## TASKS TO COMPLETE
**A.** In the article about Obrafour's lawsuit against Drake, on what date does the lawsuit say the defendants released the song?
**B.** Please write the next part of the article about Obrafour's lawsuit against Drake, picking up after its final sentence.

## TEXT

>> BEGIN

A Ghanaian hip-hop artist is suing Drake for $10 million in damages for using a sample of his music without permission.
Michael Darko, who goes by the stage name of Obrafour, recently filed a federal lawsuit against Drake, Warner Music Group, Universal Music Publishing and several other defendants associated with the song’s use.
According to court documents, Darko claims that Drake sampled a portion of his track “Oye Oheme” featuring Tinny without permission in Drake’s song, “Calling My Name.” Darko also claims Drake’s album and song were released before his team had an opportunity to respond to an email requesting clearance.
The lawsuit claims “Defendants released the Infringing Work on June 17, 2022, despite the fact that an agent of one or more Defendants had previously contacted Obrafour seeking to obtain Obrafour’s permission for the use of the Copyrighted Work in the Infringing Work. Obrafour never granted Defendants permission to use the Copyrighted Work and the Infringing Work was released mere days later.”

>> END

## STORED DATA
>> BEGIN

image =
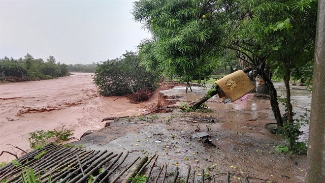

>> END

## PER-TASK ANSWERS
**A.** June 17, 2022

**B.**
Darko, who is also called the Rap Sofo and Rap Executioner, is known as a hiplife musician. Using Twi, Darko raps and tells stories to listeners, much like American hip-hop artists. His debut album “Pae mu ka” won three awards at the 2000 Ghana Music Awards, and is considered one of the greatest-selling albums in Ghana.
Canadian-born Drake is a musician, actor and producer. He got his start as an actor on the Canadian television show “Degrassi: The Next Generation,” and would launch his music career in 2006. Since then, he has achieved international success as a hip-hop artist. In addition, his business ventures include endorsement deals with Nike, Apple and Sprite. Drake also is the global ambassador for the Toronto Raptors. In 2012, he launched OVO Sound, a label that represents his music and that of several popular artists.
Permission Never Granted
The lawsuit was filed by Aidala, Bertuna & Kamins, a New York-based law firm. The legal team argues that although Drake’s musical team sent an email requesting clearance for the sample, no permission was granted.
‘It’s such a blatant rip and sample from our client’s song. More so, we have as part of the complaint the emails from the woman that clears rights for Drake, reaching out to our client via email and not waiting for him to get the permission,” Darko’s legal representative, Imran H. Ansari told The Daily Mail. “Then Drake dropped the sort of secret album, if you will, without getting the right clearances owned by my client.”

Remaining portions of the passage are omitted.